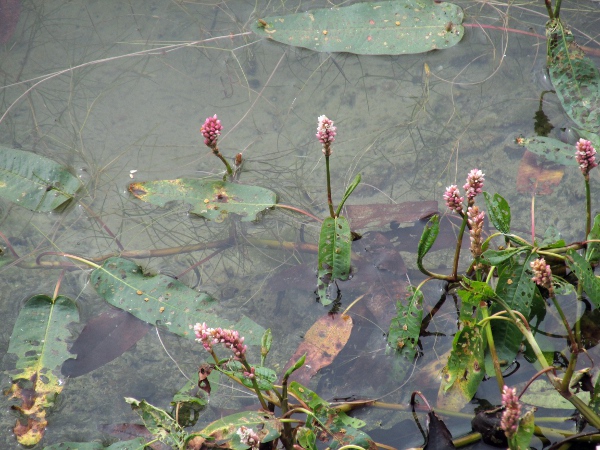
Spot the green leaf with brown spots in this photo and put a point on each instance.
(39, 344)
(162, 300)
(213, 200)
(465, 369)
(369, 28)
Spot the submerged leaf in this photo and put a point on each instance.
(372, 28)
(34, 182)
(210, 199)
(163, 300)
(39, 343)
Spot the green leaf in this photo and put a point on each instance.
(497, 257)
(349, 191)
(522, 438)
(551, 149)
(465, 369)
(134, 444)
(592, 253)
(582, 269)
(164, 300)
(335, 252)
(428, 237)
(263, 423)
(212, 200)
(39, 342)
(159, 422)
(498, 212)
(517, 290)
(34, 182)
(369, 28)
(406, 326)
(575, 77)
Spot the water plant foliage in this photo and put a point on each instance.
(370, 28)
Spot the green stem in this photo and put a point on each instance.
(329, 200)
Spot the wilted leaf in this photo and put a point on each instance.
(322, 342)
(34, 182)
(335, 252)
(465, 369)
(166, 301)
(39, 343)
(104, 338)
(213, 200)
(537, 177)
(382, 215)
(373, 28)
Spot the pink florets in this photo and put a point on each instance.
(211, 130)
(453, 199)
(512, 411)
(474, 184)
(586, 156)
(326, 133)
(229, 338)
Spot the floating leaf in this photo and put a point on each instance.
(34, 182)
(39, 343)
(335, 252)
(164, 300)
(104, 338)
(585, 275)
(551, 149)
(382, 215)
(213, 200)
(465, 369)
(406, 326)
(321, 344)
(498, 212)
(537, 176)
(372, 28)
(575, 78)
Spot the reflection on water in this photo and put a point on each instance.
(117, 91)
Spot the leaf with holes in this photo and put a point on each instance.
(406, 326)
(34, 182)
(372, 28)
(160, 299)
(465, 369)
(335, 251)
(39, 344)
(498, 212)
(212, 200)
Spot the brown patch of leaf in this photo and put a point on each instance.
(322, 343)
(537, 175)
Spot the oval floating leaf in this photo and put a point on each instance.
(34, 182)
(212, 200)
(162, 299)
(39, 343)
(370, 28)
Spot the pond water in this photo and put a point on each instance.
(117, 91)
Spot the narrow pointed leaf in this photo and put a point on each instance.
(210, 199)
(498, 212)
(34, 182)
(369, 28)
(39, 344)
(165, 301)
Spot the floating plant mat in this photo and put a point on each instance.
(373, 28)
(210, 199)
(34, 182)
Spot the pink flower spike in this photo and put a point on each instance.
(585, 156)
(474, 184)
(453, 199)
(211, 130)
(326, 133)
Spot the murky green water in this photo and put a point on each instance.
(118, 90)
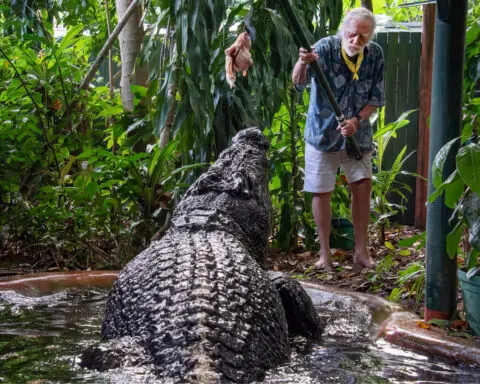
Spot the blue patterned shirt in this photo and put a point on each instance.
(352, 96)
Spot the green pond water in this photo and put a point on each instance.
(41, 339)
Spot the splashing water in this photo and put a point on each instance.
(42, 337)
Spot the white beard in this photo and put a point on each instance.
(351, 52)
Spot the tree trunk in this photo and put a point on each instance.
(130, 44)
(367, 4)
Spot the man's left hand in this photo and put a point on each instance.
(349, 127)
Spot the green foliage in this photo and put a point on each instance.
(384, 182)
(460, 192)
(411, 281)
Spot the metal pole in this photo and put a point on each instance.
(320, 75)
(426, 69)
(445, 124)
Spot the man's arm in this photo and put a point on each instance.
(351, 125)
(299, 74)
(366, 111)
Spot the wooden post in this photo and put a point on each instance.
(426, 67)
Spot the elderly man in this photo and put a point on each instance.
(354, 67)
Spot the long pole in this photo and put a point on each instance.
(320, 75)
(445, 125)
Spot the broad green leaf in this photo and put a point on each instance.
(389, 245)
(92, 188)
(439, 162)
(453, 190)
(69, 38)
(471, 215)
(468, 164)
(66, 169)
(412, 240)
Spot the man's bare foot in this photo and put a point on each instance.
(323, 262)
(363, 260)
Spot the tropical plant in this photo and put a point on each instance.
(384, 181)
(461, 191)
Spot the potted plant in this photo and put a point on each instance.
(342, 234)
(462, 194)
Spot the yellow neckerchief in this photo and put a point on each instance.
(354, 67)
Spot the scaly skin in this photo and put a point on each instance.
(198, 301)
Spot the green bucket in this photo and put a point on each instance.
(342, 234)
(471, 299)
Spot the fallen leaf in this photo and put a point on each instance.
(422, 324)
(459, 325)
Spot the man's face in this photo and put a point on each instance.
(356, 35)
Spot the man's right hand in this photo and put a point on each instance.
(306, 57)
(299, 74)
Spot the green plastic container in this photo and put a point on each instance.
(471, 299)
(342, 234)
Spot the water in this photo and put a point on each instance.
(41, 339)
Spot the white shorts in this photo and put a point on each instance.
(321, 169)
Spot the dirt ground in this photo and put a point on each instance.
(390, 261)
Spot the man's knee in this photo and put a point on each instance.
(361, 182)
(320, 195)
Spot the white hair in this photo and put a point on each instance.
(358, 13)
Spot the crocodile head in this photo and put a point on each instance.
(233, 194)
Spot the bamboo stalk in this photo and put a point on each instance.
(103, 52)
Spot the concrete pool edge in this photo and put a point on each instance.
(399, 327)
(395, 324)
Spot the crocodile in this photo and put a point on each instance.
(197, 304)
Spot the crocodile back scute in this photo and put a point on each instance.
(205, 309)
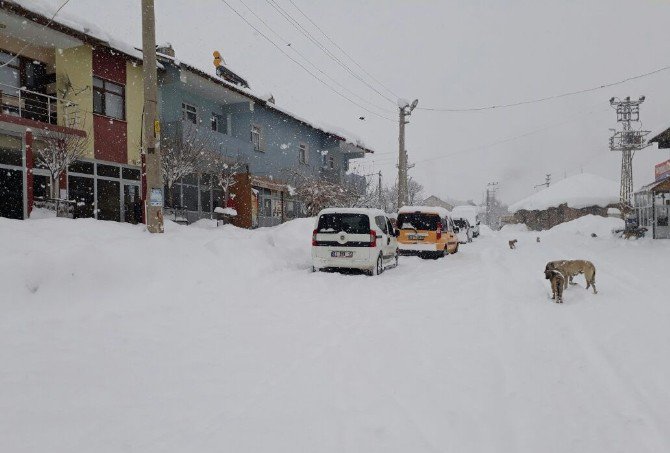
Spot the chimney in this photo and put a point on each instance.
(165, 49)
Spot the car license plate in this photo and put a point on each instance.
(341, 254)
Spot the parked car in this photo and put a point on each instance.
(471, 214)
(465, 230)
(354, 239)
(428, 232)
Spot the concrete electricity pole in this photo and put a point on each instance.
(405, 110)
(379, 192)
(627, 141)
(153, 207)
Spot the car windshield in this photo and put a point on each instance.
(460, 223)
(349, 223)
(418, 221)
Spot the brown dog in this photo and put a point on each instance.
(557, 280)
(572, 268)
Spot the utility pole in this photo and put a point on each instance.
(405, 110)
(627, 141)
(379, 192)
(153, 206)
(490, 196)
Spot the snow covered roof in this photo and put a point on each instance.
(71, 24)
(84, 29)
(577, 191)
(424, 209)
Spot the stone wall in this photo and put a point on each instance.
(548, 218)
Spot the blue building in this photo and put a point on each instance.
(272, 144)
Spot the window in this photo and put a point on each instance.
(381, 224)
(349, 223)
(109, 98)
(189, 113)
(256, 137)
(303, 152)
(219, 124)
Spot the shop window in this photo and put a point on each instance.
(81, 167)
(81, 191)
(131, 174)
(190, 194)
(189, 113)
(109, 200)
(110, 171)
(109, 98)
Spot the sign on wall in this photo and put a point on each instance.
(662, 170)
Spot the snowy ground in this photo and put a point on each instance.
(212, 340)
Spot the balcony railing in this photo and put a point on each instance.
(36, 106)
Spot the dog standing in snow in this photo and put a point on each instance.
(557, 280)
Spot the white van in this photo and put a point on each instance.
(354, 238)
(471, 214)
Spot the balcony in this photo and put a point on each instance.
(31, 105)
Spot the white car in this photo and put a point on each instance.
(353, 238)
(464, 230)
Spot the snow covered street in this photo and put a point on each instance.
(221, 339)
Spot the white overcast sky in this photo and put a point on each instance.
(458, 53)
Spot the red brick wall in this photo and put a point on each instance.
(110, 135)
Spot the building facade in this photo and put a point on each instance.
(64, 81)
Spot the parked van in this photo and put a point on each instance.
(350, 238)
(471, 213)
(426, 231)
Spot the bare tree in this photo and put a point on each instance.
(56, 151)
(318, 193)
(223, 169)
(182, 154)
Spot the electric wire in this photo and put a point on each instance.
(546, 98)
(301, 65)
(343, 51)
(298, 26)
(304, 57)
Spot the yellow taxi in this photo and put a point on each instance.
(428, 232)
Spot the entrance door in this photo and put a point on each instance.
(11, 193)
(109, 200)
(662, 229)
(132, 205)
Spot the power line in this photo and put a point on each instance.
(298, 26)
(505, 140)
(304, 57)
(342, 50)
(31, 42)
(547, 98)
(301, 65)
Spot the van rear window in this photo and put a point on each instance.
(349, 223)
(418, 221)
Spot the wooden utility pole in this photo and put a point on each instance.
(153, 203)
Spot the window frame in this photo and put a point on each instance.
(303, 153)
(256, 131)
(187, 109)
(102, 91)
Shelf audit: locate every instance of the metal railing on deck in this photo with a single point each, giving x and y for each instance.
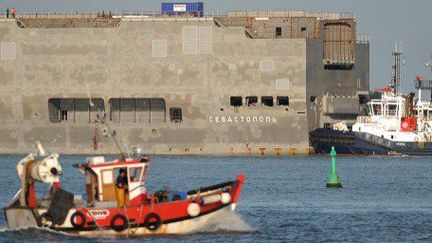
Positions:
(125, 14)
(362, 38)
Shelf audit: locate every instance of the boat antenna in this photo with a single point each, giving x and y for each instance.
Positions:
(106, 130)
(397, 68)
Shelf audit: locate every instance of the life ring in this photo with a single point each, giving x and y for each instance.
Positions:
(78, 220)
(152, 221)
(47, 220)
(119, 222)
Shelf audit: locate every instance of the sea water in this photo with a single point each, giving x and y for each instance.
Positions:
(383, 199)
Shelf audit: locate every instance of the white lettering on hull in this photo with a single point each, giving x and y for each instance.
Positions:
(242, 119)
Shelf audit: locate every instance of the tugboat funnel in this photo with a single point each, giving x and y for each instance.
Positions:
(333, 179)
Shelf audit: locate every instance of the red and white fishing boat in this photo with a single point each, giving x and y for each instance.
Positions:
(107, 210)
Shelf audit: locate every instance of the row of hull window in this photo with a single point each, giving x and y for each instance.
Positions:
(124, 110)
(252, 101)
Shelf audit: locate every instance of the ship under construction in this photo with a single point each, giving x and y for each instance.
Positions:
(243, 83)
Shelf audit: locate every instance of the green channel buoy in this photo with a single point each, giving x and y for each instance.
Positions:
(333, 180)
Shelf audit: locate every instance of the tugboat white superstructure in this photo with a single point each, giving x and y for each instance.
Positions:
(396, 124)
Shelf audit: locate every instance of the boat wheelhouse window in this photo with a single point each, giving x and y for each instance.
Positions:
(75, 110)
(137, 110)
(376, 109)
(363, 99)
(236, 101)
(278, 31)
(135, 174)
(283, 100)
(251, 101)
(392, 110)
(267, 100)
(176, 115)
(313, 99)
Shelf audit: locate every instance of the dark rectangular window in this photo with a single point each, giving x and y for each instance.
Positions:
(278, 31)
(176, 115)
(137, 110)
(283, 100)
(251, 100)
(236, 101)
(74, 110)
(267, 100)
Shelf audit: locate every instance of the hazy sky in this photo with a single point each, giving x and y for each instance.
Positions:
(386, 21)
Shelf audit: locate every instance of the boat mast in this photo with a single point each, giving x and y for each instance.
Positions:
(397, 70)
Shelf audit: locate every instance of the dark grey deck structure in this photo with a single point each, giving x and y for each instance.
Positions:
(241, 84)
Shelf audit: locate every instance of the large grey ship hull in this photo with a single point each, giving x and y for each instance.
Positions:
(169, 85)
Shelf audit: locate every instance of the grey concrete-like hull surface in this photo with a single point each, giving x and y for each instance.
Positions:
(193, 65)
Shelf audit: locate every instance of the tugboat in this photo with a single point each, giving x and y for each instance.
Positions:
(396, 125)
(106, 208)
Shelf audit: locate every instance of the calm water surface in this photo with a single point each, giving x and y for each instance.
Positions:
(284, 199)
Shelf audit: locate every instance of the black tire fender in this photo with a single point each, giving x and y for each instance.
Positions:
(121, 227)
(152, 221)
(82, 220)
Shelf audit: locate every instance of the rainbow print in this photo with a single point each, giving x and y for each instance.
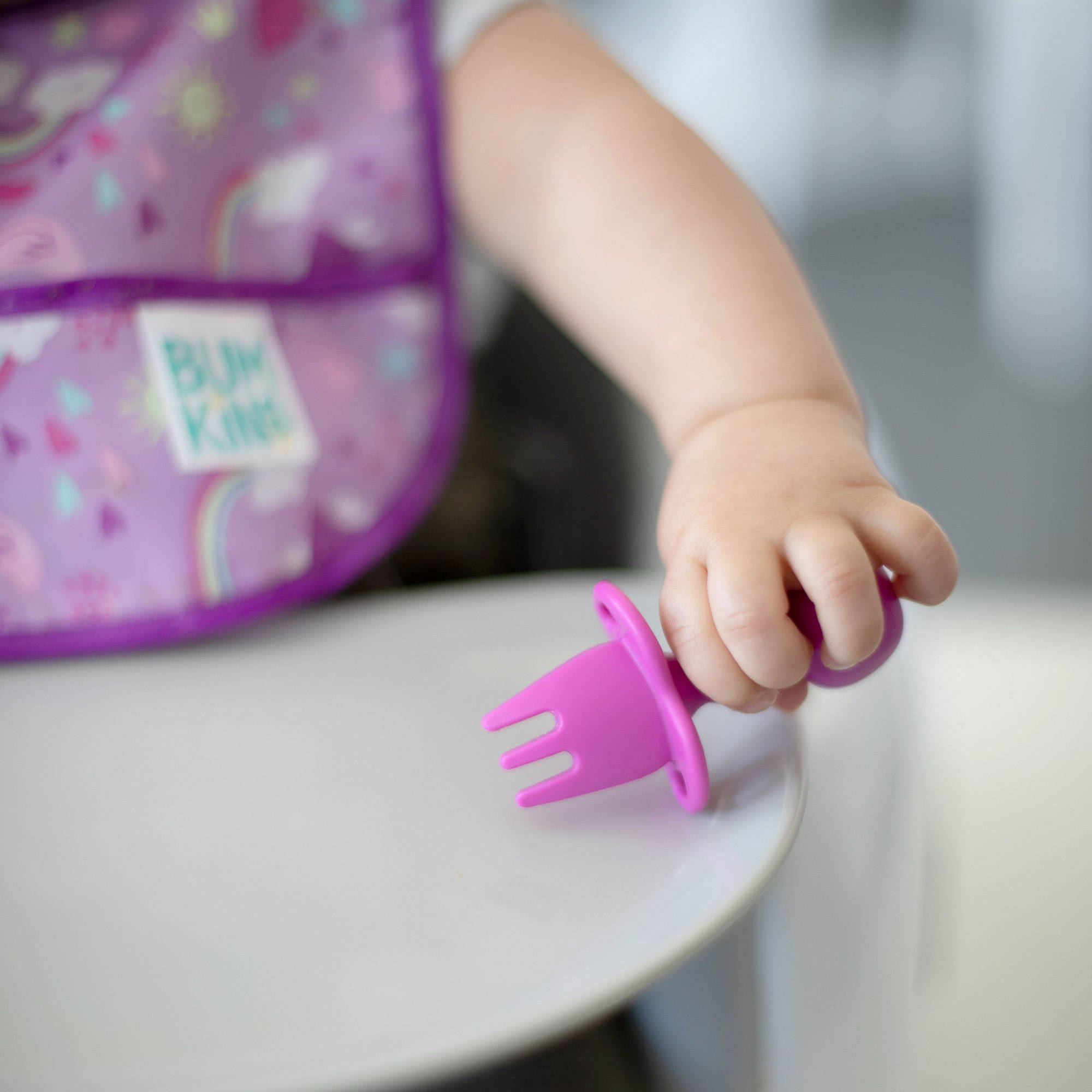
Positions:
(213, 512)
(227, 220)
(17, 148)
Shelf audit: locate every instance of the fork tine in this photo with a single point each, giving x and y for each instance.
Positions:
(543, 746)
(527, 704)
(560, 788)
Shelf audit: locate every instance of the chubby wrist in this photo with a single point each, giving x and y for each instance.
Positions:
(839, 408)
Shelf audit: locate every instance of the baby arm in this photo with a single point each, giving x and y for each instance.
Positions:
(658, 259)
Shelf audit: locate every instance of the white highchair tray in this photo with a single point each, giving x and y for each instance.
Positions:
(288, 860)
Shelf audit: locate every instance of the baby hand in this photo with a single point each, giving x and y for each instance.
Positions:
(776, 496)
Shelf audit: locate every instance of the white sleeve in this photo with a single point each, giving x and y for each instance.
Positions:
(460, 22)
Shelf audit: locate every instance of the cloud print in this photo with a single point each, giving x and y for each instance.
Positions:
(25, 339)
(62, 92)
(289, 187)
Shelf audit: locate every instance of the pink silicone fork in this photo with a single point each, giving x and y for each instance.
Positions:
(625, 710)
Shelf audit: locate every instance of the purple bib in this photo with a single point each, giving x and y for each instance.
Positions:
(229, 379)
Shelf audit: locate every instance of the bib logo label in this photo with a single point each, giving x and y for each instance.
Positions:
(229, 397)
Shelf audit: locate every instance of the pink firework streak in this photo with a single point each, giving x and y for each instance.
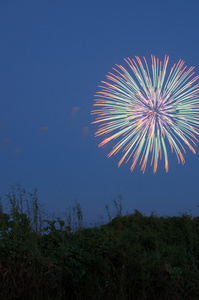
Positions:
(147, 110)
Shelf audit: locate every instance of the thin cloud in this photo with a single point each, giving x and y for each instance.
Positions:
(6, 142)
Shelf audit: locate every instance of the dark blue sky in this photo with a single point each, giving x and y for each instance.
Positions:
(53, 55)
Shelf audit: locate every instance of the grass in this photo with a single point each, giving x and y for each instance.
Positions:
(132, 257)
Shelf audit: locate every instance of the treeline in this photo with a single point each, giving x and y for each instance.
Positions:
(132, 257)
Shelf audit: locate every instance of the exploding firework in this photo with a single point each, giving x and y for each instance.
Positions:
(147, 110)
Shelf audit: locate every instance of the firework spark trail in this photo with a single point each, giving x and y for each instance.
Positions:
(144, 110)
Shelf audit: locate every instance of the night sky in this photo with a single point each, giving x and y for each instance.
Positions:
(53, 56)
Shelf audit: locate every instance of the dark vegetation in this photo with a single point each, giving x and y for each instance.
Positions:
(131, 257)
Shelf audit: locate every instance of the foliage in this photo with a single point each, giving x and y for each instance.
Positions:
(131, 257)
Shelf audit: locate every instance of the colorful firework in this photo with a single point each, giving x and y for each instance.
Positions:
(148, 110)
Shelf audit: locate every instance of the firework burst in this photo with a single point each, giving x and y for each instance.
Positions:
(147, 110)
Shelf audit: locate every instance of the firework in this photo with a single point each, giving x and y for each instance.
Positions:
(147, 110)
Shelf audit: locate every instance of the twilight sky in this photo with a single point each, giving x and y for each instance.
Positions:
(53, 56)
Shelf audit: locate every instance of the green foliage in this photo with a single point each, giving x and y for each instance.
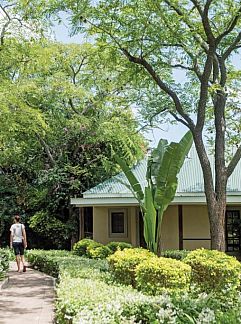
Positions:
(49, 226)
(214, 271)
(123, 264)
(80, 248)
(57, 263)
(85, 293)
(156, 275)
(163, 167)
(5, 257)
(114, 246)
(59, 123)
(98, 252)
(175, 254)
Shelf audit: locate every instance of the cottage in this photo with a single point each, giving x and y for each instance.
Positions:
(110, 212)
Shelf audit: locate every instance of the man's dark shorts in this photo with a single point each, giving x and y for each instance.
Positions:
(18, 248)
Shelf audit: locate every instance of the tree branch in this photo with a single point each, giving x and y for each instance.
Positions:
(163, 86)
(194, 33)
(47, 149)
(233, 163)
(232, 25)
(203, 97)
(231, 47)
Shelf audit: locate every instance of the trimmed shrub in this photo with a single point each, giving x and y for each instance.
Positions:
(175, 254)
(80, 248)
(214, 271)
(5, 256)
(114, 246)
(156, 275)
(123, 264)
(98, 252)
(56, 264)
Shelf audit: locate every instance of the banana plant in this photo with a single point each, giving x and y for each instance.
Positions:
(163, 167)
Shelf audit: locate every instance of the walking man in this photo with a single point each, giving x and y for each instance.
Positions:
(18, 241)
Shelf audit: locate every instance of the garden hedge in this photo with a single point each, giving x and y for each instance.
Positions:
(156, 275)
(214, 271)
(123, 264)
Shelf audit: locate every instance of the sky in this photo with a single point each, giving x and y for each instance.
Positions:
(169, 132)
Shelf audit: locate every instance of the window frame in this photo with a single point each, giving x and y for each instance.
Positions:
(118, 210)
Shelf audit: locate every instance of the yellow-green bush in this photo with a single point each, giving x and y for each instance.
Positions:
(155, 275)
(214, 271)
(123, 263)
(98, 252)
(114, 246)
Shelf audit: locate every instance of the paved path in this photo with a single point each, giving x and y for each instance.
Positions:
(27, 298)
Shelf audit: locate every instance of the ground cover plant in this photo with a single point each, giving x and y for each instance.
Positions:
(87, 293)
(5, 256)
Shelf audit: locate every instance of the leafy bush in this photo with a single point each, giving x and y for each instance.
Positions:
(91, 247)
(83, 296)
(114, 246)
(155, 275)
(80, 248)
(55, 263)
(5, 257)
(123, 264)
(214, 271)
(175, 254)
(99, 252)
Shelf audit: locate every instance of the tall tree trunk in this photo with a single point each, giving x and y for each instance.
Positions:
(217, 225)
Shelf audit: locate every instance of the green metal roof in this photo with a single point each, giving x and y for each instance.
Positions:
(190, 180)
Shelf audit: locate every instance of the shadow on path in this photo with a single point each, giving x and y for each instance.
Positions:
(28, 298)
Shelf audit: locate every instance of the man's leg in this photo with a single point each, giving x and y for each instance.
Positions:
(23, 263)
(22, 257)
(18, 261)
(17, 255)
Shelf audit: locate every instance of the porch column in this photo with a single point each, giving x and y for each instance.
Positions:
(81, 223)
(180, 226)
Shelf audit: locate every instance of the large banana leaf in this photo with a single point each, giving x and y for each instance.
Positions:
(166, 180)
(136, 187)
(149, 220)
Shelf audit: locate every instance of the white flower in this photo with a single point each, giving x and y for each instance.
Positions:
(206, 316)
(167, 315)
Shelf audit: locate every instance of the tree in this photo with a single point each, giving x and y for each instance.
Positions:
(163, 166)
(202, 39)
(59, 123)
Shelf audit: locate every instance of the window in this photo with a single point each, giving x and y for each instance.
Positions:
(118, 223)
(233, 235)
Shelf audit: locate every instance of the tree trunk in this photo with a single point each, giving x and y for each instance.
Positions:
(217, 225)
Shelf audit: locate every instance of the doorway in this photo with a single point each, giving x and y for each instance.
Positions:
(233, 233)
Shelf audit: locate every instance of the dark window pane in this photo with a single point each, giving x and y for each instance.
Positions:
(117, 222)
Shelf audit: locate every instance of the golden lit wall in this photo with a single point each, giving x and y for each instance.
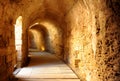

Work request> Copy every line of the data above in which the string "bush" appears.

Result of this task>
Shelf audit: locate every instance of the yellow-green bush in this photo with a single point each, giving x and y for each instance.
Shelf audit: locate every instance of the leafy bush in this photo with a single point each, giving x and y for each instance.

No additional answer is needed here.